→ TEXT PROVIDED
+++

The date was 24th December 2012, Christmas eve. The world’s largest video streaming service, Netflix experienced one of its worst incidents in company history. The incident was an outage of video playback on TV devices for customers in Canada, the United States, and the LATAM region. Fortunately, the enduring efforts of responders over at Netflix, along with AWS where the Amazon Elastic Load Balancer service experiencing disruptions resulting in the cause of the incident, managed to restore services just in time for Christmas. If one were to think about the events that ensued over at Netflix and AWS that day, it would be comparable to all those movies of saving Christmas that we all love to watch around that time of year.
This idea of incident management comes from the ubiquitous fact that incidents will happen. This is not an unknown fact and best immortalized by Amazon VP and CTO Werner Vogels when he said “Everything fails all the time”. It is, therefore, understood that things will break but the question that persists is can we do anything to mitigate the impact of these inevitable incidents? The answer is of course yes.
The incident that Netflix incurred was not a ‘sudden’ wake-up call to build more resilient systems. In fact, Netflix already was aware of the possible risk of their system and was experimenting with a more resilient architecture termed Isthmus, albeit for a different purpose. The incident however did highlight the importance of such works and brought forward the need for an active/active multi-region architecture.
The concept of active/active architectures is not a new one and can in fact be traced back to the 70s when digital database systems were being newly introduced in the public sphere. Now as cloud vendors roll out new services, one of the factors they are abstracting away for users is the set-up of such a system. After all, one of the major promises of moving to the cloud is the abstraction of these types of complexities along with the promise of reliability. Today, an effective active/active multi-region architecture can be built on almost all cloud vendors out there.

+++

(Region annotation records)

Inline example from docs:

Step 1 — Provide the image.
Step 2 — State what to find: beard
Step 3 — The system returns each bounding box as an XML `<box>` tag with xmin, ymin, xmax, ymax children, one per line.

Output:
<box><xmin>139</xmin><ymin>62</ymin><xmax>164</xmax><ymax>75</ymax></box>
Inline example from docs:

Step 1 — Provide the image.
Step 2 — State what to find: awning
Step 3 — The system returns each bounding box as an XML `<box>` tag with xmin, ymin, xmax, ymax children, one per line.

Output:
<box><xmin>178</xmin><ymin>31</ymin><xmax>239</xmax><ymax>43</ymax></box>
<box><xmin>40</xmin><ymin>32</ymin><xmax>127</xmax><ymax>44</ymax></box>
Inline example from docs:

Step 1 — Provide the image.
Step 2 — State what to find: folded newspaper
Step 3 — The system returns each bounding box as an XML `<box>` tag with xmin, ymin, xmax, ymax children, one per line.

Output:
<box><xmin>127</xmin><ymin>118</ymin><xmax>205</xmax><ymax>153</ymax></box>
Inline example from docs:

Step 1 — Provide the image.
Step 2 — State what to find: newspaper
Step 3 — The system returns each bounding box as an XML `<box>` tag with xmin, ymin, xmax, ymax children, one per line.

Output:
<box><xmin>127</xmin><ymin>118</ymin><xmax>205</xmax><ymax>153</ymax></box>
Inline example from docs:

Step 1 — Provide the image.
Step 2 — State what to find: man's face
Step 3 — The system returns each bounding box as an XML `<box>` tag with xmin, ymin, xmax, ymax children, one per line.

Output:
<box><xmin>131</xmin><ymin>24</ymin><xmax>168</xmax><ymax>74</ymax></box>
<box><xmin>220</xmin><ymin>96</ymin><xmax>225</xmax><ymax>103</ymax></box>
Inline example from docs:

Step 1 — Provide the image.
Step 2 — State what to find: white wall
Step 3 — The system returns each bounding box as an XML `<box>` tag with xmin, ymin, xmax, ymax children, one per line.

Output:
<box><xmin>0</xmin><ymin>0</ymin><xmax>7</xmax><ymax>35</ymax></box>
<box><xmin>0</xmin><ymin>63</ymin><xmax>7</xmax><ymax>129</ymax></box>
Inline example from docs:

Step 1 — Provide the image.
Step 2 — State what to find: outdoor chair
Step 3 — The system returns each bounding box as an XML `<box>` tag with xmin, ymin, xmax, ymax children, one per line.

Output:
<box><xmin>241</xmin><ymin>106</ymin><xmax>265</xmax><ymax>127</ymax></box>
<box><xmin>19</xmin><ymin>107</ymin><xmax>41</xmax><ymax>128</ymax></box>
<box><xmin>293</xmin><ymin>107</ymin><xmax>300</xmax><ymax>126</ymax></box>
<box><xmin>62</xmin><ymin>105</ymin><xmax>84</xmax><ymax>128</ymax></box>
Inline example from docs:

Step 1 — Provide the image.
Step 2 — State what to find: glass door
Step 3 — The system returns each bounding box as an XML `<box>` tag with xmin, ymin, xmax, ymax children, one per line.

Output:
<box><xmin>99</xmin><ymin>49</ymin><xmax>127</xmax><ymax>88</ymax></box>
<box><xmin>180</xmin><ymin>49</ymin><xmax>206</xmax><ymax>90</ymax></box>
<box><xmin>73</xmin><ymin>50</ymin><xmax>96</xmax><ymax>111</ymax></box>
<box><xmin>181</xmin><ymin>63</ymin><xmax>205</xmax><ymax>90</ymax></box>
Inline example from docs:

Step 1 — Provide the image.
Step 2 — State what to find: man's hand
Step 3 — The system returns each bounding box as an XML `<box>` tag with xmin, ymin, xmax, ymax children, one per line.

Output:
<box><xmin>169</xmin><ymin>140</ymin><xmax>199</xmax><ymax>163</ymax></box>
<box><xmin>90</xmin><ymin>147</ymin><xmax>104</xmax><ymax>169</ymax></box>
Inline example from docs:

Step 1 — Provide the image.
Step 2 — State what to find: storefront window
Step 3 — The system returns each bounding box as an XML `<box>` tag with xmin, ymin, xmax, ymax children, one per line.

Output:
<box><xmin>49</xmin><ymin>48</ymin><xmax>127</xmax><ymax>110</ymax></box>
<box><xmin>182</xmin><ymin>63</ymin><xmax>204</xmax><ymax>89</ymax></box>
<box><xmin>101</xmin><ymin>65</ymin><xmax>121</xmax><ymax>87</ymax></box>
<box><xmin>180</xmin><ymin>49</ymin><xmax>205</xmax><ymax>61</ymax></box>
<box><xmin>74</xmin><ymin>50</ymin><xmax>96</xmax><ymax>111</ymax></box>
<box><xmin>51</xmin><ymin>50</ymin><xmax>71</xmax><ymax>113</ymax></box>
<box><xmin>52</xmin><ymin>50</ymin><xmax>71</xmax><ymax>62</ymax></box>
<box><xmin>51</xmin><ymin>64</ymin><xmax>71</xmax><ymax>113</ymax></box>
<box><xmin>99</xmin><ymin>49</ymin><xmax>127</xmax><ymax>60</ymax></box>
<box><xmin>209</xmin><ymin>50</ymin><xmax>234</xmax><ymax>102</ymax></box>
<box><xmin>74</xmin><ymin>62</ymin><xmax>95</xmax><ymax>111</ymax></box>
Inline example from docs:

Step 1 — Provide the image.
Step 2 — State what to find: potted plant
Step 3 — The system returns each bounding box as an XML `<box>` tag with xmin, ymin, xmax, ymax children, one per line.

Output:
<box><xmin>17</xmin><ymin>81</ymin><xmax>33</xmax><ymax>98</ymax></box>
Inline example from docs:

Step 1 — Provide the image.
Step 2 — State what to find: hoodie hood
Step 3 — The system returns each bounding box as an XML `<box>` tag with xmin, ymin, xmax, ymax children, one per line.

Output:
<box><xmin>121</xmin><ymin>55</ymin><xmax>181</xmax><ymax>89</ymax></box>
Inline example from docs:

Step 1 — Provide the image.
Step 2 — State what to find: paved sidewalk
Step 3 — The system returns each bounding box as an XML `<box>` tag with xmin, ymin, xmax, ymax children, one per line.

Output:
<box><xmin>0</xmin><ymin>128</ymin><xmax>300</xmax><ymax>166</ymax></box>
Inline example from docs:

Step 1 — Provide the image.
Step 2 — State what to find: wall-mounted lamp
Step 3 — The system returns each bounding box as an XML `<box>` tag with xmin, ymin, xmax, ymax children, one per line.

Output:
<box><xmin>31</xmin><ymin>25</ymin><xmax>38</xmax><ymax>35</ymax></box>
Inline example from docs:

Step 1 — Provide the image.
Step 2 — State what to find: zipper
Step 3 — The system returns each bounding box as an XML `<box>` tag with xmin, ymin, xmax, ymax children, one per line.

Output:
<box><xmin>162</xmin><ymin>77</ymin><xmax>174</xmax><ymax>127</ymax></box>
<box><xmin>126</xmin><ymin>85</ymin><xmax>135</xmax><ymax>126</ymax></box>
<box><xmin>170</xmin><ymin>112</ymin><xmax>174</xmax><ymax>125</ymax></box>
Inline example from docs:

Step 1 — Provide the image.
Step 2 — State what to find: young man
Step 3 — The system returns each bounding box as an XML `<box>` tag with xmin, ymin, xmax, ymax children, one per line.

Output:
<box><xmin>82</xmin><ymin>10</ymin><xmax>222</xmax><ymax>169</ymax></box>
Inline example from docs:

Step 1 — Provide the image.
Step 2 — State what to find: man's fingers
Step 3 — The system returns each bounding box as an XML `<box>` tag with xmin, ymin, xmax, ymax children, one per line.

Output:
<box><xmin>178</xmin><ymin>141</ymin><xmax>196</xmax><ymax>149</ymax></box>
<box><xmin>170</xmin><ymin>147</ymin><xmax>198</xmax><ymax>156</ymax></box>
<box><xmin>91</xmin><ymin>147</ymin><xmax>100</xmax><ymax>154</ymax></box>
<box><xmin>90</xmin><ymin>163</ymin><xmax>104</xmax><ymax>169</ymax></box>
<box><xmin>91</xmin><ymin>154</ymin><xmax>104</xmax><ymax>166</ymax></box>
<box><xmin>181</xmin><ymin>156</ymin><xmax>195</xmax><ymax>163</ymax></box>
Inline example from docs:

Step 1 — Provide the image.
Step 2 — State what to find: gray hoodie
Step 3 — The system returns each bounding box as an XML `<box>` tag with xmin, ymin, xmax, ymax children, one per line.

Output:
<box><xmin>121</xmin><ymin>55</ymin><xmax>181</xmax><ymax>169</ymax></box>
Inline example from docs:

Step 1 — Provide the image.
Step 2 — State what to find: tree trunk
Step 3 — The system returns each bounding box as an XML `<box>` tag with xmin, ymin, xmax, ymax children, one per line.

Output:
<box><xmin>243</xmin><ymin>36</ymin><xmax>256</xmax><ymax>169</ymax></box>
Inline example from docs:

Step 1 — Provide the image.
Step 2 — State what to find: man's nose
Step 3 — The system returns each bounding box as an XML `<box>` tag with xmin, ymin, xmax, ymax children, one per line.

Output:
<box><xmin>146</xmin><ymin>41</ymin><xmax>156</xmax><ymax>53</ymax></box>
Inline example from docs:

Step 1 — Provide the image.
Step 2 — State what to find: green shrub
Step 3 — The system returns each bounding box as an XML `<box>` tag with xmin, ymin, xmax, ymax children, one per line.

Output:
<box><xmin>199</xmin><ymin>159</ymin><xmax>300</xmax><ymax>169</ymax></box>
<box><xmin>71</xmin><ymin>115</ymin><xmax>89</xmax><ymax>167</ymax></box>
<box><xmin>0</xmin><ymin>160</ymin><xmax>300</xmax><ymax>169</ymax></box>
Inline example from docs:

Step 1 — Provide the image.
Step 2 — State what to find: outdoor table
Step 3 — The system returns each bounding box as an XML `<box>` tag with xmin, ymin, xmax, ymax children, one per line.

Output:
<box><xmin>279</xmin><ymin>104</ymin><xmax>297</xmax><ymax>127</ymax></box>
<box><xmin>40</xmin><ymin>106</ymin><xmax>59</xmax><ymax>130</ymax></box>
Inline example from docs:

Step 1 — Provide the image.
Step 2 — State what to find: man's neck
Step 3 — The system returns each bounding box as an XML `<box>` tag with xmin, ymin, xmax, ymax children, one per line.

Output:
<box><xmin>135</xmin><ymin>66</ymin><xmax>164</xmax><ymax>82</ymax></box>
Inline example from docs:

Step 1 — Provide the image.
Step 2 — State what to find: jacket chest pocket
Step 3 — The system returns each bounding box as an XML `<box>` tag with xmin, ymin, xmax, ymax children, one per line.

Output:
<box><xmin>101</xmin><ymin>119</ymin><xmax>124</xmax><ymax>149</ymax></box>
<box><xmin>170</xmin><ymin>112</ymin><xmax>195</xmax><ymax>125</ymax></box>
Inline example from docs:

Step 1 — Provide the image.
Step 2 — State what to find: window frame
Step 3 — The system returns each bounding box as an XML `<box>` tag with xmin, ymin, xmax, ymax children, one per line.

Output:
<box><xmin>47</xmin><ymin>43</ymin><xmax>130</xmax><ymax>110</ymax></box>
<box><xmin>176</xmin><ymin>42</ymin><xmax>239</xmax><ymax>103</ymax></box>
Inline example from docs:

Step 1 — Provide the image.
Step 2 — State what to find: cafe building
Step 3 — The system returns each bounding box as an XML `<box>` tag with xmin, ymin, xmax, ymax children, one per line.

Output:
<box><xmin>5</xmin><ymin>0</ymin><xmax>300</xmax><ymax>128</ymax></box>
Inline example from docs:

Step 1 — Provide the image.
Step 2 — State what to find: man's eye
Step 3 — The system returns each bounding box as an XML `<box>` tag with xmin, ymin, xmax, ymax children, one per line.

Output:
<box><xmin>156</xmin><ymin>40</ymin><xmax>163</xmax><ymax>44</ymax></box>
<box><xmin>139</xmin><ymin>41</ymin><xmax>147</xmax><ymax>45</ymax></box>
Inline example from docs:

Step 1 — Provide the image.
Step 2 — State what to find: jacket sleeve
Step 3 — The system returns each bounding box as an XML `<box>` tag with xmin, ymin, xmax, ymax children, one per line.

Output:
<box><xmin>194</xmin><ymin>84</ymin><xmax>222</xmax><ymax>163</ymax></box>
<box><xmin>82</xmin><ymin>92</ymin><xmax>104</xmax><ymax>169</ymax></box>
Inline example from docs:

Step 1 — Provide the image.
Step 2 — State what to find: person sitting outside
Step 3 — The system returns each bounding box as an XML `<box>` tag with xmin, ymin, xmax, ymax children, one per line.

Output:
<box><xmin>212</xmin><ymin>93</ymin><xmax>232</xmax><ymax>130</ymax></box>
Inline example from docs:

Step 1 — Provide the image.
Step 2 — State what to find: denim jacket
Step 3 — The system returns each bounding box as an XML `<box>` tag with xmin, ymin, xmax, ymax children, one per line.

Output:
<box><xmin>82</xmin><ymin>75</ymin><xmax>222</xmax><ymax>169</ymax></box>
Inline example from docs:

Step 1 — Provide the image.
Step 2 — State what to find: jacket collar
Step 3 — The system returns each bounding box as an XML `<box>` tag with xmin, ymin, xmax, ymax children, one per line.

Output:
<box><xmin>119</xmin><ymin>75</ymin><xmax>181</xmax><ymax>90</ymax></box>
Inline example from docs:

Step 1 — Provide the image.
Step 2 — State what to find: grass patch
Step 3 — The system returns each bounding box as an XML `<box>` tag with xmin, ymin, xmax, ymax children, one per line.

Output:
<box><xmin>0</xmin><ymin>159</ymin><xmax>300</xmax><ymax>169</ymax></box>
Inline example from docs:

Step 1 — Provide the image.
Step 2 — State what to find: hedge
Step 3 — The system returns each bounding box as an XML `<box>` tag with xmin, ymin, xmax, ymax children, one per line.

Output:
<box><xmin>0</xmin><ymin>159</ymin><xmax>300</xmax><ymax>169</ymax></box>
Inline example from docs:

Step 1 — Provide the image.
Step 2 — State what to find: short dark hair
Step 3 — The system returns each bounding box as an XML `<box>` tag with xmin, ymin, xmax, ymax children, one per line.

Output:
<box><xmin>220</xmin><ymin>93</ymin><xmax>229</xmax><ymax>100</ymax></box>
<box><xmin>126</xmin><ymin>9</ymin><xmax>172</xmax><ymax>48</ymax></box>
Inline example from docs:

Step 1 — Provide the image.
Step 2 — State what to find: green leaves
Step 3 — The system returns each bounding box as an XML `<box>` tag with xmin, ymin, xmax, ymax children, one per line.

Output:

+++

→ DIRECTIONS
(A) From the Netflix outage text, retype the passage that begins at the words "The date was" and stops after the words "time of year.".
(B) Answer these from the Netflix outage text:
(i) On what date did the Netflix incident take place?
(ii) What was the name of the more resilient architecture Netflix was already experimenting with?
(iii) To which decade can the concept of active/active architectures be traced back?
These records have no connection to the Netflix outage text.

→ REPLIES
(A)
The date was 24th December 2012, Christmas eve. The world’s largest video streaming service, Netflix experienced one of its worst incidents in company history. The incident was an outage of video playback on TV devices for customers in Canada, the United States, and the LATAM region. Fortunately, the enduring efforts of responders over at Netflix, along with AWS where the Amazon Elastic Load Balancer service experiencing disruptions resulting in the cause of the incident, managed to restore services just in time for Christmas. If one were to think about the events that ensued over at Netflix and AWS that day, it would be comparable to all those movies of saving Christmas that we all love to watch around that time of year.

(B)
(i) 24th December 2012, Christmas Eve
(ii) Isthmus
(iii) The 70s